* [Problem]:
The line containing "I was told the bus headlight" marks where to begin; quote it and every line after it through the end of the data, exactly as written.
─── Supplied records
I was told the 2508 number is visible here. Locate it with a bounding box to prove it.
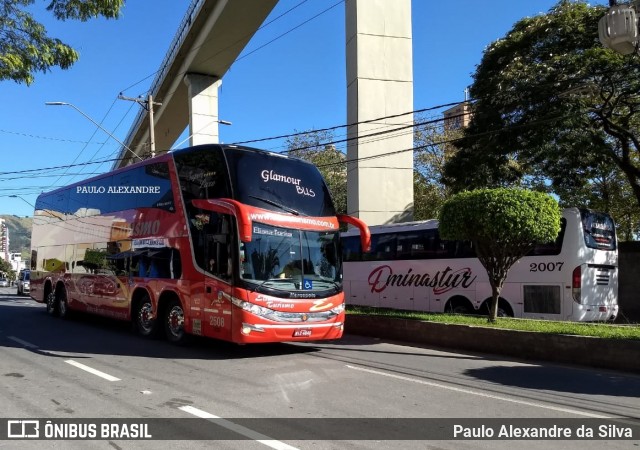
[209,316,225,328]
[530,262,564,272]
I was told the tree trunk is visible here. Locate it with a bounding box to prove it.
[489,283,501,323]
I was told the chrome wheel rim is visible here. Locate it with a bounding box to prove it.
[138,302,154,334]
[167,305,184,338]
[46,292,56,314]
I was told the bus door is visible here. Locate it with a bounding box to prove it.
[203,230,233,340]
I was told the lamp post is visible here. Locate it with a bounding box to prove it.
[9,195,33,207]
[9,195,34,218]
[10,195,63,222]
[45,102,143,162]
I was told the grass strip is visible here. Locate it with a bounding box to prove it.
[347,306,640,340]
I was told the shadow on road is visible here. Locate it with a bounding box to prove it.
[0,297,316,361]
[464,365,640,398]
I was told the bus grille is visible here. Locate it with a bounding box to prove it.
[595,268,610,286]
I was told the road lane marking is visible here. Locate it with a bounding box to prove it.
[65,360,121,382]
[346,365,610,419]
[8,336,39,349]
[178,405,299,450]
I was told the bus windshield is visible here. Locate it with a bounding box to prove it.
[580,209,616,251]
[240,223,341,293]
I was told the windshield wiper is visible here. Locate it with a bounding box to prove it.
[249,195,301,216]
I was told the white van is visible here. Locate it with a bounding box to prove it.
[17,270,30,296]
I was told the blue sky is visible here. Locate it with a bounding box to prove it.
[1,0,605,217]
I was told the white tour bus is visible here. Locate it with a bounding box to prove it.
[341,207,618,322]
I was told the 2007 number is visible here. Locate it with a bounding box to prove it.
[529,262,564,272]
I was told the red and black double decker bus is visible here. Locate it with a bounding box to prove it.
[30,144,370,344]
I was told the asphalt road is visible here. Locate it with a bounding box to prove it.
[0,287,638,449]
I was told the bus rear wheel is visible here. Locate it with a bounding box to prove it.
[482,298,514,318]
[46,290,58,316]
[135,294,158,338]
[164,299,187,345]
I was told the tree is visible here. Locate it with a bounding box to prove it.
[443,1,640,226]
[1,0,124,85]
[439,188,560,322]
[0,257,14,281]
[285,130,347,215]
[413,112,463,220]
[552,160,640,240]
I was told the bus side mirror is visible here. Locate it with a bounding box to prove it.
[337,214,371,252]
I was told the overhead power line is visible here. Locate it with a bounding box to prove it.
[0,104,572,199]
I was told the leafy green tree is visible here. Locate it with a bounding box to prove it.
[553,160,640,240]
[439,188,560,322]
[443,1,640,225]
[1,0,124,85]
[413,113,463,220]
[285,130,347,215]
[0,257,14,280]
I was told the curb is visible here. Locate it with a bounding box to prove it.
[345,315,640,374]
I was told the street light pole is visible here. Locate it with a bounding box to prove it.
[45,102,143,162]
[9,195,34,211]
[9,195,64,221]
[8,195,35,219]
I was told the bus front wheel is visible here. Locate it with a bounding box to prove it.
[57,288,70,319]
[164,299,187,345]
[445,297,473,315]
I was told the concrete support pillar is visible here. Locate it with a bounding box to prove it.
[345,0,414,225]
[184,73,222,146]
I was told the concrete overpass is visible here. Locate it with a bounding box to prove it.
[114,0,278,168]
[115,0,414,225]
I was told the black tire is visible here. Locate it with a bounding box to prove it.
[134,294,159,338]
[46,290,58,317]
[448,304,471,315]
[164,299,187,345]
[482,299,514,318]
[58,288,70,319]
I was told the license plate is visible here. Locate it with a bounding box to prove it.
[292,329,312,338]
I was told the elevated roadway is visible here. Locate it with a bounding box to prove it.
[114,0,277,168]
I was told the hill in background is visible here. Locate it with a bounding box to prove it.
[2,215,32,257]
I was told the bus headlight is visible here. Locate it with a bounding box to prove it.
[231,297,341,323]
[250,304,270,316]
[231,297,276,319]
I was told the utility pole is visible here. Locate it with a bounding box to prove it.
[118,94,163,158]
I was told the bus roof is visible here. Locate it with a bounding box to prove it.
[342,219,439,236]
[36,144,311,200]
[341,208,593,238]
──────
* [Response]:
I was told the bus headlight is visible here. Locate it with a bounding box to prove it.
[231,297,341,323]
[250,304,270,316]
[231,297,276,319]
I was told the utility pole is visible here. Locate it with a bounding box to prove it.
[118,94,163,158]
I was told the bus roof is visible here. Locate it with a bounding box to prove it.
[342,219,439,236]
[36,144,311,200]
[341,208,593,238]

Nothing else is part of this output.